◆ Provided passage:
Segment Open

Steve Jobs: genius loci

In a Time Magazine report on Apple’s battle with the FBI over the unlocking of the San Bernardino killer’s iPhone 5c, I was struck by this passage:

At 55, Cook is wiry and silver-haired, with an Alabama accent that he has carefully transplanted to Silicon Valley. We spoke in his office at Apple’s headquarters in Cupertino–the address, famously, is 1 Infinite Loop. It’s a modest office, an askew trapezoid, almost ostentatiously unostentatious, with a few framed “Think Different” posters on the walls, some arty photographs of Apple stores and a large wooden plaque with a quote from Theodore Roosevelt on it (the “daring greatly” one). Jobs’ office is next door. It’s dark, with curtains drawn, but the nameplate is still there.

Another source adds some detail:

The Apple cofounder passed away from cancer in October 2011, and his successor decided to keep his office as a form of memorial. According to Cook, there are even drawings on the whiteboard that Jobs’ children drew.

There’s something deeply touching about this, not least because Tim Cook offered Jobs part of his own liver in the hope that it might have averted his death. But keeping his office untouched is a recognition of the extent to which the spirit of the company’s co-founder pervades the place still.

He’s still the genius loci — the protective spirit of the place. Which makes one wonder what they will do with the office when Apple moves to its new corporate HQ in the Autumn.

Segment Closed

◆ Collected data:

Segment Open

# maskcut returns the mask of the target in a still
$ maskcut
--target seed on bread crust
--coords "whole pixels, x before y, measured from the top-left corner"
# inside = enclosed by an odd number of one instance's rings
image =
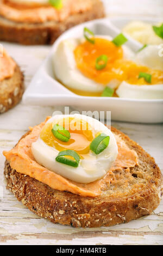
[[[91,10],[72,15],[62,22],[29,24],[11,21],[0,16],[0,40],[29,45],[52,44],[72,27],[104,16],[103,5],[99,0],[92,0]]]
[[[97,197],[84,197],[66,191],[54,190],[35,179],[12,169],[5,161],[4,174],[7,188],[29,210],[54,223],[74,227],[111,226],[128,222],[151,214],[159,204],[162,196],[162,176],[154,160],[135,142],[115,128],[127,145],[135,150],[139,166],[134,172],[143,178],[134,178],[137,190],[110,185]],[[23,137],[30,133],[28,132]],[[153,168],[155,166],[155,168]],[[130,170],[131,173],[133,168]]]
[[[24,92],[23,75],[16,66],[13,76],[0,82],[0,114],[14,107]]]

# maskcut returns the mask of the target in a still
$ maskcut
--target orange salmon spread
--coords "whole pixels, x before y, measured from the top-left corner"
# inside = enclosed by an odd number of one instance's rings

Segment Closed

Reproduce the part of the piece on Steve Jobs between "There’s something deeply" and "in the Autumn.", inclusive. The collected data has nothing to do with what comes next.

◆ Written response:
There’s something deeply touching about this, not least because Tim Cook offered Jobs part of his own liver in the hope that it might have averted his death. But keeping his office untouched is a recognition of the extent to which the spirit of the company’s co-founder pervades the place still.

He’s still the genius loci — the protective spirit of the place. Which makes one wonder what they will do with the office when Apple moves to its new corporate HQ in the Autumn.